Collected data entries:
+===+
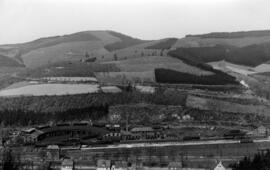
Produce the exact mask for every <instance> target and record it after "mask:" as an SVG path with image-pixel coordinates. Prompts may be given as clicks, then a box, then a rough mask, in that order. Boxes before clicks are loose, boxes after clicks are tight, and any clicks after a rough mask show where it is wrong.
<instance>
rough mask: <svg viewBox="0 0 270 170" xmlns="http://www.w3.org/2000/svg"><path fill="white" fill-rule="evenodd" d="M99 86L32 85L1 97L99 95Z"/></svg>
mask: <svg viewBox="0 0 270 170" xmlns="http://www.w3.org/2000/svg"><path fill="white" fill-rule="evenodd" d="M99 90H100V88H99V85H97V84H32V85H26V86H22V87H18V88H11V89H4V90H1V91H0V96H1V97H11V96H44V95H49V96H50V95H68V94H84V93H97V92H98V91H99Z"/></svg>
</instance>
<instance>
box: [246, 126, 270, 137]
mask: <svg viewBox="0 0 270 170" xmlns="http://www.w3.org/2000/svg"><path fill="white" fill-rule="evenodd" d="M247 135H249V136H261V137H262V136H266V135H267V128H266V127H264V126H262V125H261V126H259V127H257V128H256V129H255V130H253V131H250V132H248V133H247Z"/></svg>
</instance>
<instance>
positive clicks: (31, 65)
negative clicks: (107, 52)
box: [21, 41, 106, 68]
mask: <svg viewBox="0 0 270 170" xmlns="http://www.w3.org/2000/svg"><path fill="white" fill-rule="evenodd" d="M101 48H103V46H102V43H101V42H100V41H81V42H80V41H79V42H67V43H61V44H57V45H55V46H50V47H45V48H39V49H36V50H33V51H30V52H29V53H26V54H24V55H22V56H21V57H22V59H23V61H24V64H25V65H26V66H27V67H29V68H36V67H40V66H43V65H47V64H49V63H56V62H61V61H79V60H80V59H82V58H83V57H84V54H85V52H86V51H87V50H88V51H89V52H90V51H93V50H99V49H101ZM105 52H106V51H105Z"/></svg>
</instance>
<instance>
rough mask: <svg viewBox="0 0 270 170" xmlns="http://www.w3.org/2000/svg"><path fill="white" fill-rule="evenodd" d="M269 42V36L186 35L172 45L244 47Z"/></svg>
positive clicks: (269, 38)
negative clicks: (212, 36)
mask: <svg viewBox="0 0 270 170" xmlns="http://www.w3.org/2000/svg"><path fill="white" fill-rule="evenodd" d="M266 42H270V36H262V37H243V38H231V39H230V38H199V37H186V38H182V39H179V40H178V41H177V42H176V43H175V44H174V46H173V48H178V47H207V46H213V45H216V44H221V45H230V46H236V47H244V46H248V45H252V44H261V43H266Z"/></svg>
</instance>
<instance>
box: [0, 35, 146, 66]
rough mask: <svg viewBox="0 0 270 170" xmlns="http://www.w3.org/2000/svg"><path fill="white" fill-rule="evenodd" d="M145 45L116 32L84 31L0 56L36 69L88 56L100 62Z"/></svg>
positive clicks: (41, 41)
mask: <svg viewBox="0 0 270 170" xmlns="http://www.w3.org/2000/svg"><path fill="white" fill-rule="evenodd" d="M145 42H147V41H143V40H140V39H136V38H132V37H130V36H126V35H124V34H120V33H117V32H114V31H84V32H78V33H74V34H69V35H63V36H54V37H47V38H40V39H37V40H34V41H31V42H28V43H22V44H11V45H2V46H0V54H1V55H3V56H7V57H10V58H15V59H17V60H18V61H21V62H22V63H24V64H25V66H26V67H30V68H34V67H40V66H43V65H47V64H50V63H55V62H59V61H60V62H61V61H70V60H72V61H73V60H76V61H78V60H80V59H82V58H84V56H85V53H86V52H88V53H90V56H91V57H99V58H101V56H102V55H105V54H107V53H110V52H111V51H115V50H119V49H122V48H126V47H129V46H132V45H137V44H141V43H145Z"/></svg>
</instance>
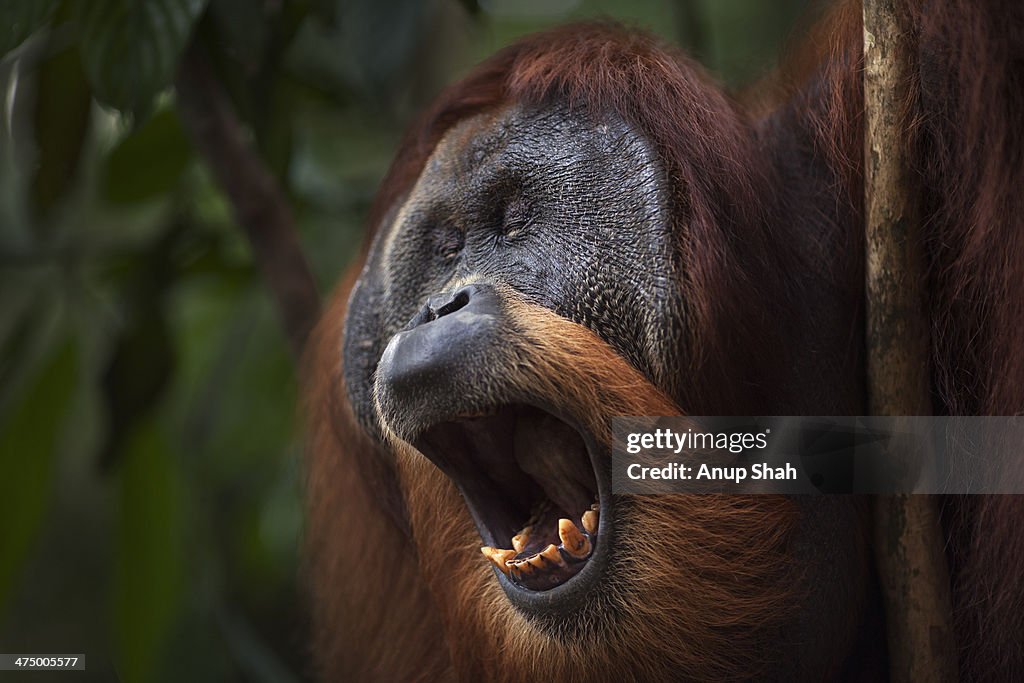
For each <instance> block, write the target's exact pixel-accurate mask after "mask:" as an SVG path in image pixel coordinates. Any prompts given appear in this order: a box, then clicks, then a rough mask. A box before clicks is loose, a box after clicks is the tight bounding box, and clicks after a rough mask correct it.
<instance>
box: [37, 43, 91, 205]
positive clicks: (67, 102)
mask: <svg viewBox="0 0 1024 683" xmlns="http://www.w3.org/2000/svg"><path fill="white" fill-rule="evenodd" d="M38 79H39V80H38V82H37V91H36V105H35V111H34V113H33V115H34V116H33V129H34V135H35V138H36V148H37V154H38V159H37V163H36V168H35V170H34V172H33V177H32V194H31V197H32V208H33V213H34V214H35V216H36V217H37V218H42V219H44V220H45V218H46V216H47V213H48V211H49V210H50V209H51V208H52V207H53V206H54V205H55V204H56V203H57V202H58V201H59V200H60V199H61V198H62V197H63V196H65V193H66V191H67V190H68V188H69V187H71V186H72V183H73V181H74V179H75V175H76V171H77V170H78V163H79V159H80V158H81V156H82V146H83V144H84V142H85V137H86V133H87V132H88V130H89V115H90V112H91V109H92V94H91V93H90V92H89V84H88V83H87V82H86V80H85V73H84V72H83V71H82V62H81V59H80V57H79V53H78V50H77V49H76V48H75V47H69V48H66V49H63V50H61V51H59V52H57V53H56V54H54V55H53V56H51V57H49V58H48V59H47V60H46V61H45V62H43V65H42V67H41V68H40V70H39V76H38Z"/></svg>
+===+
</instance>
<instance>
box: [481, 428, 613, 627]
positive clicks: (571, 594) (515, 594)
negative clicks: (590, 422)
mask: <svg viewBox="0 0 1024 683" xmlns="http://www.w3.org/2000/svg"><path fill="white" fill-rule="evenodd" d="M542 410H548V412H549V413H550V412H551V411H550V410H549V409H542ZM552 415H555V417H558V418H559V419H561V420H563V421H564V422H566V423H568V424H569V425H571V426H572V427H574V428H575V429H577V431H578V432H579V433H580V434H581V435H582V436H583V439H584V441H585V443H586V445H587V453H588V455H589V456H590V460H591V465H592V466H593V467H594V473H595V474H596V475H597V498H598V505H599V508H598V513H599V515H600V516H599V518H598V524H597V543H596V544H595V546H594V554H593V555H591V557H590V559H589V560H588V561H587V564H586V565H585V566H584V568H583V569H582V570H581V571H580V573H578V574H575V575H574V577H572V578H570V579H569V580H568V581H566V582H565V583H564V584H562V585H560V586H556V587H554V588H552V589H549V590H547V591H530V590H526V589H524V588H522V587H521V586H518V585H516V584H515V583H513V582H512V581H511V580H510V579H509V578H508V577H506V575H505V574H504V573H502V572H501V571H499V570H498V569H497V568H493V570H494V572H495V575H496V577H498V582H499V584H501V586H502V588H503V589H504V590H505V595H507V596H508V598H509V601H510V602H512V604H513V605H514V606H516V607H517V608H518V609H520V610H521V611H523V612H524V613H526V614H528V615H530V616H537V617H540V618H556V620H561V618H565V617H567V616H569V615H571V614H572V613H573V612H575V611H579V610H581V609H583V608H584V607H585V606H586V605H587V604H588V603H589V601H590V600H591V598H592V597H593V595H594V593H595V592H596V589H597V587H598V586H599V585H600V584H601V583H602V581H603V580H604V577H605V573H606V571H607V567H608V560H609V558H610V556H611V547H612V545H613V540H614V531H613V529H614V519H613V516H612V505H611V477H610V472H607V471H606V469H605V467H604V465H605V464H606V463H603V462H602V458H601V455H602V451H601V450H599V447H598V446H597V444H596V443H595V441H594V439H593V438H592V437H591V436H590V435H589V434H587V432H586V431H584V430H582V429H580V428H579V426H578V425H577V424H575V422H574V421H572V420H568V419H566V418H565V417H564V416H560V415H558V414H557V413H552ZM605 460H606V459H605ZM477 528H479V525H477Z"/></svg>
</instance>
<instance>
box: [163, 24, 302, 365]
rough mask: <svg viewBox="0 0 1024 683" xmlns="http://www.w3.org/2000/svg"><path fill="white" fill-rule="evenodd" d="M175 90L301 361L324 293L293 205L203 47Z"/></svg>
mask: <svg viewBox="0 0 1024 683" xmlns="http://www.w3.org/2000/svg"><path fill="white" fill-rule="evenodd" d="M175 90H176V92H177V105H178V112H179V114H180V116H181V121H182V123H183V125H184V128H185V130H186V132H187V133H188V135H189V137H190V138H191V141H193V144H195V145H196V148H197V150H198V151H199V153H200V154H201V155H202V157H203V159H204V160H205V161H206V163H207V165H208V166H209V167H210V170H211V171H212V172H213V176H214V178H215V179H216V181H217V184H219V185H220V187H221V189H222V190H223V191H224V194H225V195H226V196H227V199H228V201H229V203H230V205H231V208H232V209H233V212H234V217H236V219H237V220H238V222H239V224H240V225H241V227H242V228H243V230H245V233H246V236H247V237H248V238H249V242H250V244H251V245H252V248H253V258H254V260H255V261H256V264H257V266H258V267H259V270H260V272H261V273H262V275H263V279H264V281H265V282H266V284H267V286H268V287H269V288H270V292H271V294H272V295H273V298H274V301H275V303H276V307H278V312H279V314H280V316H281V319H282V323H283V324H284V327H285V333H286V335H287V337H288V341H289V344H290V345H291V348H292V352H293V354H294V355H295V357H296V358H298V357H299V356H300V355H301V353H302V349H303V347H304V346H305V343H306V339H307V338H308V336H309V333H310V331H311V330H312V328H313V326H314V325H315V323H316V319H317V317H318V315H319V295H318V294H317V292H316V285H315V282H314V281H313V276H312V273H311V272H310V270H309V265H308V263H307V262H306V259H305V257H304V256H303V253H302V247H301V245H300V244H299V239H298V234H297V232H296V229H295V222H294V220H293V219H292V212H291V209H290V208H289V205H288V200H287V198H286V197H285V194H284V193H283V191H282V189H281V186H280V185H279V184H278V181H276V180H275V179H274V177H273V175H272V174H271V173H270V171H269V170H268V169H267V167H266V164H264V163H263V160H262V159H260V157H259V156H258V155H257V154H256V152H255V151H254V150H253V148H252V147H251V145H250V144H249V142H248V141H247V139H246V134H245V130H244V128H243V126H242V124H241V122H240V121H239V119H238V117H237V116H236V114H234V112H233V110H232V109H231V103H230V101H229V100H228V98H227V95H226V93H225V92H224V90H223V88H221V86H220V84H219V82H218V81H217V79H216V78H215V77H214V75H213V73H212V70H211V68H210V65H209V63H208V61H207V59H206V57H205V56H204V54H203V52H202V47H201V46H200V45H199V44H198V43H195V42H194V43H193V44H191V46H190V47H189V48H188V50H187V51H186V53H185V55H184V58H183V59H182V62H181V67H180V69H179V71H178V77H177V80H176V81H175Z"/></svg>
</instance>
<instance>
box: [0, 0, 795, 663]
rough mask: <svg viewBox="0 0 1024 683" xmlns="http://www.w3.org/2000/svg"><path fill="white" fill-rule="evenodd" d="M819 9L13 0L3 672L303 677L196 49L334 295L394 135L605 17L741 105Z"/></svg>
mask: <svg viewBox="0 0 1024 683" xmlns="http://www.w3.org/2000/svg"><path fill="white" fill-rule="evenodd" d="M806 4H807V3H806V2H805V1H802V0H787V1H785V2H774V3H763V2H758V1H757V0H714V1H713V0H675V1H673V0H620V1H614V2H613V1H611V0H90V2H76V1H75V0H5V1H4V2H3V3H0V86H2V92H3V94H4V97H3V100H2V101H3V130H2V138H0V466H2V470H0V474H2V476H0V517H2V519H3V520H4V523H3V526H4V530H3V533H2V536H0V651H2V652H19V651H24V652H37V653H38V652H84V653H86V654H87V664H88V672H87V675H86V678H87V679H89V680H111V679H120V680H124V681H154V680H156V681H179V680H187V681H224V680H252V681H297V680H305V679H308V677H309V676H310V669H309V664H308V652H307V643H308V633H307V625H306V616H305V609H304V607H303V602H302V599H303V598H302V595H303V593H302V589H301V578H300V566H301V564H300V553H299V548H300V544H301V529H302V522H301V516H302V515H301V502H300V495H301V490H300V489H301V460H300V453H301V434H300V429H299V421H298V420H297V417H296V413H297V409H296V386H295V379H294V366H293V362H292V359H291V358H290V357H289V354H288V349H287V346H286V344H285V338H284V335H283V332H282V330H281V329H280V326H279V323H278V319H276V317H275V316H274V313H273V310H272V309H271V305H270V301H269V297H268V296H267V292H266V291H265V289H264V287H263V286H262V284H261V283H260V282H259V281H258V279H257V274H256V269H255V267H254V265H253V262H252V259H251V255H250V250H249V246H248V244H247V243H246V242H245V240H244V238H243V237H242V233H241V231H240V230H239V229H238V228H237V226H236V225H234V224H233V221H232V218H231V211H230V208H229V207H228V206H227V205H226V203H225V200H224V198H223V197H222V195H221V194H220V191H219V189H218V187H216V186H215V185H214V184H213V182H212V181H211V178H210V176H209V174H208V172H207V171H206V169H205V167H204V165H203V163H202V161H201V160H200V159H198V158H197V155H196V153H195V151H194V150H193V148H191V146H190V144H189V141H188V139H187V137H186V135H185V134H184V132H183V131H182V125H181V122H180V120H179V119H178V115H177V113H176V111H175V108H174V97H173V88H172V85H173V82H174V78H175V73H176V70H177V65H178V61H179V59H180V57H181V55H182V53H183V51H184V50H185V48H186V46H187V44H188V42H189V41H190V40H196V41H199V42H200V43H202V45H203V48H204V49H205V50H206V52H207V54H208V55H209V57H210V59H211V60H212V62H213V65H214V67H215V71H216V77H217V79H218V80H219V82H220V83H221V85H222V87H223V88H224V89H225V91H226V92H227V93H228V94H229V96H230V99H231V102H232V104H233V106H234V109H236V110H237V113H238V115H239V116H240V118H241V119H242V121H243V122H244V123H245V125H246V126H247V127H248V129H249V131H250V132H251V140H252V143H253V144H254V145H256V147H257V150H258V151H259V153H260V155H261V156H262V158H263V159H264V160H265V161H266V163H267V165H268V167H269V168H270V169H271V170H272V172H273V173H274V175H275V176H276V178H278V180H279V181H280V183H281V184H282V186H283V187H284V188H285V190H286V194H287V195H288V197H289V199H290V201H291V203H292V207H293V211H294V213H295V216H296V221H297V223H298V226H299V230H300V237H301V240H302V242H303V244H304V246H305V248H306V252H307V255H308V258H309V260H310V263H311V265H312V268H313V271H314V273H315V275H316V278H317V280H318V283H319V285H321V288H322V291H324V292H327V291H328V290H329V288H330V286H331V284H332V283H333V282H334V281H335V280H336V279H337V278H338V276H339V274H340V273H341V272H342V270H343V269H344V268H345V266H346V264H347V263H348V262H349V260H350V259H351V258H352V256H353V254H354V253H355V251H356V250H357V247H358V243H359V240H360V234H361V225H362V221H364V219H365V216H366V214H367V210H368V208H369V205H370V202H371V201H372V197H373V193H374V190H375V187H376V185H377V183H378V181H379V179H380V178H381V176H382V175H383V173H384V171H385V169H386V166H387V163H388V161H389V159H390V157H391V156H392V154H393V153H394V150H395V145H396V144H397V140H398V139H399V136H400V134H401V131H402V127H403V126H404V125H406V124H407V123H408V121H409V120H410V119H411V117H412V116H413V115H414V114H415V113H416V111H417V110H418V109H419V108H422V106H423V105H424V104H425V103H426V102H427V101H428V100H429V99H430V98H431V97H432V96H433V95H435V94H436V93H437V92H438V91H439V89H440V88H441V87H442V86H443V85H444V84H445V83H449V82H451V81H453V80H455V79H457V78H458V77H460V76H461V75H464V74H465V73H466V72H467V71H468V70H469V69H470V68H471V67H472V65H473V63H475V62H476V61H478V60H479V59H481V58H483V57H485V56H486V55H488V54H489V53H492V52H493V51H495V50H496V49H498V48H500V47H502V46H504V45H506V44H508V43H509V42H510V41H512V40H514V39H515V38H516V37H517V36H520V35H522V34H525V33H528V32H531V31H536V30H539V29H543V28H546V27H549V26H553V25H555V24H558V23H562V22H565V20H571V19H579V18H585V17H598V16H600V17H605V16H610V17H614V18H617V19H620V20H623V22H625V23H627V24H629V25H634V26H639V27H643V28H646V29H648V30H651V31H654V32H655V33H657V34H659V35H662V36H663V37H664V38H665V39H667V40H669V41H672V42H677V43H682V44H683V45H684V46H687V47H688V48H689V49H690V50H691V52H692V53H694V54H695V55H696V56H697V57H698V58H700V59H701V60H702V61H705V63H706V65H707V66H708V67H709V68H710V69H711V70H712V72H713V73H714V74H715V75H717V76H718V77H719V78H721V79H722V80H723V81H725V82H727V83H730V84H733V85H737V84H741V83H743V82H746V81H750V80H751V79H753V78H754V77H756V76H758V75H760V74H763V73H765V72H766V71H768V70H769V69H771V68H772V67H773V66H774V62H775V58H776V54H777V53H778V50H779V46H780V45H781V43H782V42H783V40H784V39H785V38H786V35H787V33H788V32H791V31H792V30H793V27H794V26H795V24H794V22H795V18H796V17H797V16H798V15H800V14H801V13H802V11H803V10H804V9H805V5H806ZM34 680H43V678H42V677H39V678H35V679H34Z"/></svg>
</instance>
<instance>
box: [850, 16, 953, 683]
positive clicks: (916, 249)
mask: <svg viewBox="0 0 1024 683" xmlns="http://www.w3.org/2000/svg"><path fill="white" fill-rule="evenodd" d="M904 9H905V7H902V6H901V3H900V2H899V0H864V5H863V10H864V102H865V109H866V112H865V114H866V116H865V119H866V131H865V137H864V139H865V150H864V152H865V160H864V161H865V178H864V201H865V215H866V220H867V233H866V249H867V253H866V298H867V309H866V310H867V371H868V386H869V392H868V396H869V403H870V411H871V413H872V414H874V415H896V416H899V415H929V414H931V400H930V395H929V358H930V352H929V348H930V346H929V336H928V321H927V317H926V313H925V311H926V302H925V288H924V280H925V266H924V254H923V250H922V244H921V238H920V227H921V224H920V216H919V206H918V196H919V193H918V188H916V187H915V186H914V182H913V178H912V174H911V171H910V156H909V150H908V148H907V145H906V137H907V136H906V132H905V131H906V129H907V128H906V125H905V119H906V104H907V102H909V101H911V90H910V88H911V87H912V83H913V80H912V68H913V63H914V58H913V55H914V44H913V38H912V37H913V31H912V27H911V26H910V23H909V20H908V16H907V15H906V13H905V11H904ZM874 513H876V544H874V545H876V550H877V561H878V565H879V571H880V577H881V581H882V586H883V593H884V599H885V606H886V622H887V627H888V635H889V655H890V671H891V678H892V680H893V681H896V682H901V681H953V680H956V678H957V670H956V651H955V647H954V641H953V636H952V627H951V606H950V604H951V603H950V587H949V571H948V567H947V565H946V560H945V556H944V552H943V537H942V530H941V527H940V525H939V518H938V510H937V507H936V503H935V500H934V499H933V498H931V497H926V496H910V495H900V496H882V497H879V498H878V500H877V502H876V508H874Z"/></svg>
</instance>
+===+
- [Problem description] A complete answer gives every line of the data that includes "tight".

- [Written response]
Produce the exact mask for every <instance> target and record it after "mask:" as an SVG path with image-pixel coordinates. Prompts may be given as clicks, then a box, then a rough mask, in that order. Boxes before clicks are loose, boxes after clicks are tight, and any clicks after a rough mask show where it is wrong.
For each <instance> block, write the target's exact pixel-accurate mask after "mask:" as an SVG path in image pixel coordinates. Any prompts given appear in this order: a box, then clicks, then a rough mask. A box before clicks is loose, a box after clicks is the tight bounding box, and clicks after a rough mask correct it.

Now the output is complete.